START Material for the task

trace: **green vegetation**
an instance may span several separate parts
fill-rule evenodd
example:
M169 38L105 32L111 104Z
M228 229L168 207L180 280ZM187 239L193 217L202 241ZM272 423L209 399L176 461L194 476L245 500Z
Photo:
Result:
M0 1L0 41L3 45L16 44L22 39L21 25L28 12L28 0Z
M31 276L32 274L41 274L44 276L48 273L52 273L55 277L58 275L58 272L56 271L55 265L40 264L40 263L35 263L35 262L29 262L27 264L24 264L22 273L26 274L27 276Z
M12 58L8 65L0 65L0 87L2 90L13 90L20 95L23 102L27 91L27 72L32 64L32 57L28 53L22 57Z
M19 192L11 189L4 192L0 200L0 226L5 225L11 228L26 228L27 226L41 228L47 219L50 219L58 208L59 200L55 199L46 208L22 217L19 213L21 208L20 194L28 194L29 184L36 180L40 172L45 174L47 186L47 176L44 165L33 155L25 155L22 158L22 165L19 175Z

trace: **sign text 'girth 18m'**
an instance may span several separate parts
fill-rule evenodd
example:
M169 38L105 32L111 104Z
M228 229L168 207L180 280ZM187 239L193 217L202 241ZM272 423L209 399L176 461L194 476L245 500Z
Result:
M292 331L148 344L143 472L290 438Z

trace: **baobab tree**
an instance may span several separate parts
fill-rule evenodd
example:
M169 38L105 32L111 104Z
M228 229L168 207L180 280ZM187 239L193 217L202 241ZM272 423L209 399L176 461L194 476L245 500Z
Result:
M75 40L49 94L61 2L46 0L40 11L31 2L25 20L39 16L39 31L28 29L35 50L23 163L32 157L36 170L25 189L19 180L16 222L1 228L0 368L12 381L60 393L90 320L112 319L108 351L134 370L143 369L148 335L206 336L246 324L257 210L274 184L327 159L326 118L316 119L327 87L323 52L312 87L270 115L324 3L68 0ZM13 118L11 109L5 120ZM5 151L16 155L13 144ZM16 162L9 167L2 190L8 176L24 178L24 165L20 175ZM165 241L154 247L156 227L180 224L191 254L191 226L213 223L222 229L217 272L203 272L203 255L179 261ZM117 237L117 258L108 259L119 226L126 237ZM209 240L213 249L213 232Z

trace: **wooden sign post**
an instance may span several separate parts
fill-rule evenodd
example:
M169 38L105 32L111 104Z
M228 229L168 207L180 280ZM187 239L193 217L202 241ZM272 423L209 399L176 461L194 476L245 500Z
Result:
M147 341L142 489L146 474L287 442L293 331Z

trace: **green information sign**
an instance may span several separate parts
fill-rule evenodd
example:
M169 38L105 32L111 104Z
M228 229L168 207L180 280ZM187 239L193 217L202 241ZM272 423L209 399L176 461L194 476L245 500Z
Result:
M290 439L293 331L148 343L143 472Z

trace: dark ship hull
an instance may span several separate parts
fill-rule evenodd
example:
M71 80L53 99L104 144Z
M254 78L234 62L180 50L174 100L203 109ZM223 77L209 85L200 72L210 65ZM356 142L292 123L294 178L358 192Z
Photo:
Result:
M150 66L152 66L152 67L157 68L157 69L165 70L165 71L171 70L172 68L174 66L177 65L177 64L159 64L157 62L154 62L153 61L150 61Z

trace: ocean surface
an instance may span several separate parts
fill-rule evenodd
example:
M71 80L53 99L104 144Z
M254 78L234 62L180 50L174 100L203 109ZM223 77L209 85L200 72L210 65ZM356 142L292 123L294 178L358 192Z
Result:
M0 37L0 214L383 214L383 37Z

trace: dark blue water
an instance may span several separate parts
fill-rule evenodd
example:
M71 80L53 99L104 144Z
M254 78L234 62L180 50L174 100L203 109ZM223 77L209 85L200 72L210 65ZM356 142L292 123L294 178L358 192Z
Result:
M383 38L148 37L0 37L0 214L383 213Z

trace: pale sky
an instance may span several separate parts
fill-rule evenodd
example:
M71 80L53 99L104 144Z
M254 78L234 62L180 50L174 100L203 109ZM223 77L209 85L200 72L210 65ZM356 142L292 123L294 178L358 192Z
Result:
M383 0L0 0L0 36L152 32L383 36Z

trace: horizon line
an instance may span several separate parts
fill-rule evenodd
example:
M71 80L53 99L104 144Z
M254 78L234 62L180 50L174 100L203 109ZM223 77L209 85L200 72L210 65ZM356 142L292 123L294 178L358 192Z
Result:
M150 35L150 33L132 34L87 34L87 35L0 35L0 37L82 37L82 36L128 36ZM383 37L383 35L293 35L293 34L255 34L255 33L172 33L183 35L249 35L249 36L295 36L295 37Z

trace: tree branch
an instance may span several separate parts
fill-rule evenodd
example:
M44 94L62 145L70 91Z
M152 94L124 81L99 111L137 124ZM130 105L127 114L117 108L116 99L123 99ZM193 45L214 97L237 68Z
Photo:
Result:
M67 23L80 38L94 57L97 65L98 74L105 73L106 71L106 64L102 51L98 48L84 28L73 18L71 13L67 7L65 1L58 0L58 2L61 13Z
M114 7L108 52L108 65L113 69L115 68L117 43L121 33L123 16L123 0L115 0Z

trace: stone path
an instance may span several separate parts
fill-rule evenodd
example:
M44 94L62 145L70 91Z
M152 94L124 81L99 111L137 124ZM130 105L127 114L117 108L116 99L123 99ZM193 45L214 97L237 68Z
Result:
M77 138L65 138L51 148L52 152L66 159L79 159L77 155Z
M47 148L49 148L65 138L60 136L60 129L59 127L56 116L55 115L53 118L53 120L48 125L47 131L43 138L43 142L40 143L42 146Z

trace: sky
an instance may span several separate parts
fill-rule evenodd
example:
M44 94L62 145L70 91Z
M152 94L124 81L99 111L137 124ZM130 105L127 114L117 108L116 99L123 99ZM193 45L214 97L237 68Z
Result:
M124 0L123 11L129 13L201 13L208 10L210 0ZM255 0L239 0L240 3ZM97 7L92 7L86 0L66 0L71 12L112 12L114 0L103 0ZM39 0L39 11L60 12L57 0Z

END Material for the task

> Short exercise: Reproduce only the lines of the material that begin with the line containing "trace: ocean surface" and run through the line containing "M383 38L148 37L0 37L0 214L383 213Z". Swap "water" for "sea", and leave everything else unchanged.

> Answer to the problem:
trace: ocean surface
an instance may span several separate parts
fill-rule evenodd
example:
M71 80L53 99L104 144Z
M254 78L234 62L180 50L174 100L203 109ZM223 77L209 85L200 72L210 65ZM356 142L292 123L294 178L358 192Z
Result:
M0 37L0 214L383 214L383 37Z

trace: dark blue sea
an instance may span several separate parts
fill-rule evenodd
example:
M71 80L53 99L104 144Z
M254 78L234 62L180 50L174 100L203 109ZM223 77L209 85L200 72L210 65ZM356 142L292 123L294 178L358 192Z
Result:
M383 38L148 37L0 37L0 214L383 213Z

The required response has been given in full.